**EXERCISE TASKS**
[A] List every username that appears in the snow plowing thread.
[B] In the snow plowing thread, how long was MBT stuck in the parking lot?

--- Start of SELECTED TEXT ---

AAAAAAAAAAAAAH HA HA HA!!!


----------



## norb5150 (Oct 3, 2015)

Included in my disclaimer for busy lots is a stipulation the covers high volume traffic. It basically states during business hours thoroughfares (main drives) and entry ways to be cleared. No parking spots or feeder lanes. Its written by a lawyer so there's a whole bunch more technical stuff but the just of it is as explained.


----------



## kimber750 (Sep 19, 2011)

MBT said:


> How do you Guys deal with commercial properties that have very high traffic at certain times of the day. For Example, We picked up a big name Restaurant chain, and from 6am till 11 pm it has a constant 5-15 cars in the Drive through and 10-15 cars parked in the lot, and i mean constant I was experimenting in the storm yesterday and Literally got stuck in the parking lot for 20 mins waiting for the Drive through to clear just so i could leave. Also, this is a very tight Lot, and very little space to pile the snow and maneuver. I have tried waiting for people, I have tried driving around and around, The best i can come up with is a Drive by with the Salt Spread on, a quick Scoop of the V-plow and leave. I am thinking about switching to a smaller truck, From F250 to a single cab short bed Ranger to make maneuvering easier, or just waiting till they close. Not sure if someone has dealt with this before.
> 
> Usually we serve Residential, and Small Commercial that has an open time frame for plowing, But in my area i am starting to Run low on the small commercial market with open time frames.


Attach horn wire to brake pedal, this way every time they get your way it will automatically honk at them. Thumbs Up


----------

--- End of SELECTED TEXT ---
--- Start of EXCERPTED DATA ---

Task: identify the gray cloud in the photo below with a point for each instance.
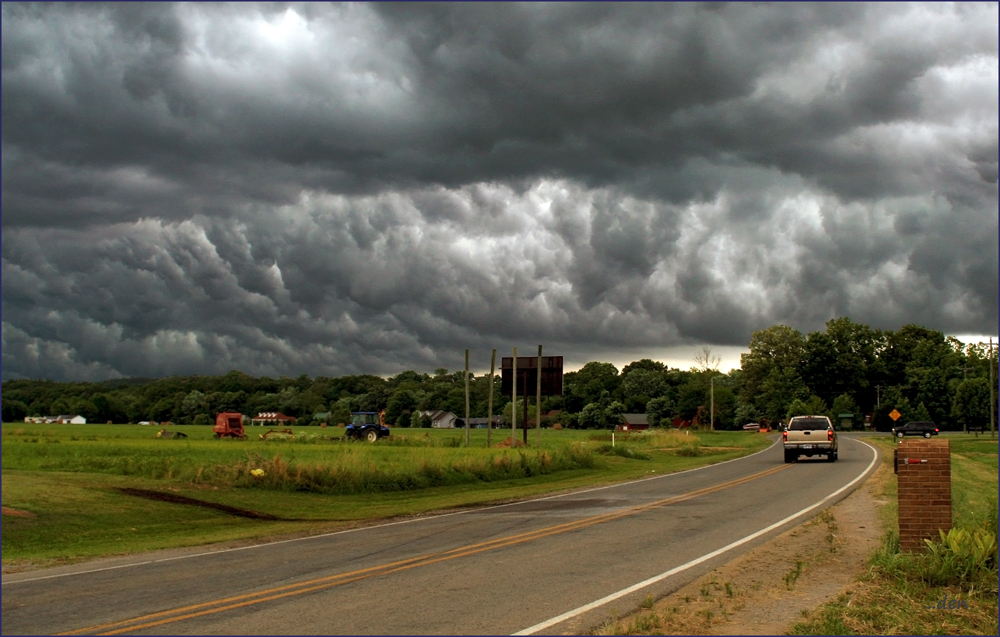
(354, 188)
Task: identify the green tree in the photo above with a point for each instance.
(781, 387)
(746, 414)
(14, 410)
(400, 401)
(971, 407)
(779, 347)
(340, 412)
(841, 359)
(844, 404)
(591, 417)
(588, 383)
(811, 406)
(643, 382)
(660, 411)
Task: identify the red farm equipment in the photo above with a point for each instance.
(229, 425)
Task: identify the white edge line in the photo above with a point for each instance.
(377, 526)
(683, 567)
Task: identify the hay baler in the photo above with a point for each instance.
(229, 425)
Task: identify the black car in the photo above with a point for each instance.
(923, 428)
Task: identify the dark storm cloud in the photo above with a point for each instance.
(366, 188)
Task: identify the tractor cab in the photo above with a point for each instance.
(366, 425)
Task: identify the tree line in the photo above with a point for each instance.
(847, 368)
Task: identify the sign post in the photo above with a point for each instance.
(489, 409)
(545, 372)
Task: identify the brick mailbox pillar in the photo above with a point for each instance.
(924, 468)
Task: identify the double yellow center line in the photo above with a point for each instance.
(309, 586)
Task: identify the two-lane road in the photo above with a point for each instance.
(550, 565)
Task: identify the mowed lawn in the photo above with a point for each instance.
(63, 485)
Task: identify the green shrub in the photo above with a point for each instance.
(622, 451)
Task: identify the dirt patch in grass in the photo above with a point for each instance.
(160, 496)
(17, 513)
(767, 590)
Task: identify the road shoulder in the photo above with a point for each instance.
(768, 589)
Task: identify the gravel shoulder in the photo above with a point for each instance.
(770, 588)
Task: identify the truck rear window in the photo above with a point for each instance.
(808, 424)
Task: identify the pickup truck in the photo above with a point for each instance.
(917, 428)
(809, 436)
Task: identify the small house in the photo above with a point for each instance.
(633, 422)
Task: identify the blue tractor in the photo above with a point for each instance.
(366, 425)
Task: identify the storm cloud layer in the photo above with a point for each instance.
(334, 189)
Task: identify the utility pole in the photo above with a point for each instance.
(466, 398)
(712, 404)
(538, 399)
(993, 399)
(489, 408)
(513, 401)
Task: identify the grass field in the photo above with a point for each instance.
(901, 594)
(69, 491)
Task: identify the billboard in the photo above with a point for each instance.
(527, 375)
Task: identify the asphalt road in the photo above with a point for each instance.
(552, 565)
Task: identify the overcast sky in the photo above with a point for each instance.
(339, 189)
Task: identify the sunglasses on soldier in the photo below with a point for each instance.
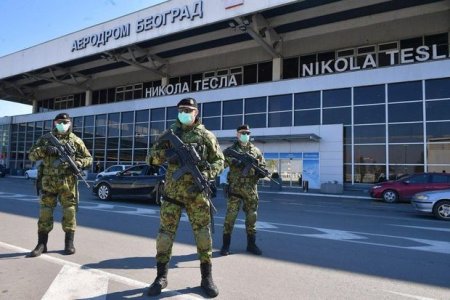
(187, 110)
(62, 122)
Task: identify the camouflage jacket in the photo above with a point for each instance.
(207, 147)
(50, 163)
(235, 173)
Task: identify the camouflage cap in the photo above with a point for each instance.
(188, 102)
(62, 116)
(243, 128)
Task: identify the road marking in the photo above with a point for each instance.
(259, 225)
(97, 206)
(332, 234)
(423, 227)
(77, 283)
(410, 296)
(109, 276)
(432, 246)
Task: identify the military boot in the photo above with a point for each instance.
(68, 243)
(226, 244)
(207, 283)
(251, 245)
(160, 282)
(41, 246)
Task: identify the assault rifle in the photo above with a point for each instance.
(65, 153)
(249, 163)
(189, 160)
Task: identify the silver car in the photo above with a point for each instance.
(435, 202)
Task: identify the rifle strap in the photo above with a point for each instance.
(173, 201)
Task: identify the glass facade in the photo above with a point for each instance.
(393, 128)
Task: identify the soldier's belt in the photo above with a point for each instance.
(235, 195)
(173, 201)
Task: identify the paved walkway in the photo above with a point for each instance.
(362, 193)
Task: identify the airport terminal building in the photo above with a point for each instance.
(342, 91)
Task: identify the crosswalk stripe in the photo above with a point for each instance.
(76, 283)
(110, 276)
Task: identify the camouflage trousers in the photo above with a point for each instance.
(248, 195)
(64, 190)
(198, 214)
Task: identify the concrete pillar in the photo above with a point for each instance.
(277, 69)
(35, 108)
(88, 100)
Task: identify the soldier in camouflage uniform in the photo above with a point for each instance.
(58, 183)
(243, 188)
(176, 196)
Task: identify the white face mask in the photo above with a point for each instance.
(244, 138)
(62, 128)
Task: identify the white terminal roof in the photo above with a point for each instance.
(180, 37)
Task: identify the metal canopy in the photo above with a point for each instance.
(303, 137)
(268, 30)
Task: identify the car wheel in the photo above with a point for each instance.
(441, 210)
(104, 191)
(390, 196)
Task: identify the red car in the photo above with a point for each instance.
(406, 187)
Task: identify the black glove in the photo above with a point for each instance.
(237, 163)
(261, 175)
(51, 150)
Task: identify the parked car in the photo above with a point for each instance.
(435, 202)
(31, 173)
(112, 170)
(405, 187)
(136, 181)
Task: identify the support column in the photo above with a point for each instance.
(35, 108)
(88, 100)
(277, 69)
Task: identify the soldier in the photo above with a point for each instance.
(177, 195)
(58, 182)
(242, 187)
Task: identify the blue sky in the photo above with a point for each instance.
(25, 23)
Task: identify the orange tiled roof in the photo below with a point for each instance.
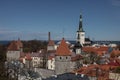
(50, 57)
(98, 50)
(91, 71)
(51, 43)
(77, 57)
(19, 43)
(63, 49)
(28, 57)
(13, 46)
(116, 52)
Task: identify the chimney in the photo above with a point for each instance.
(49, 37)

--- End of EXCERPTED DATA ---

**WORKED SOLUTIONS**
[A] norb5150, kimber750, MBT

[B] 20 minutes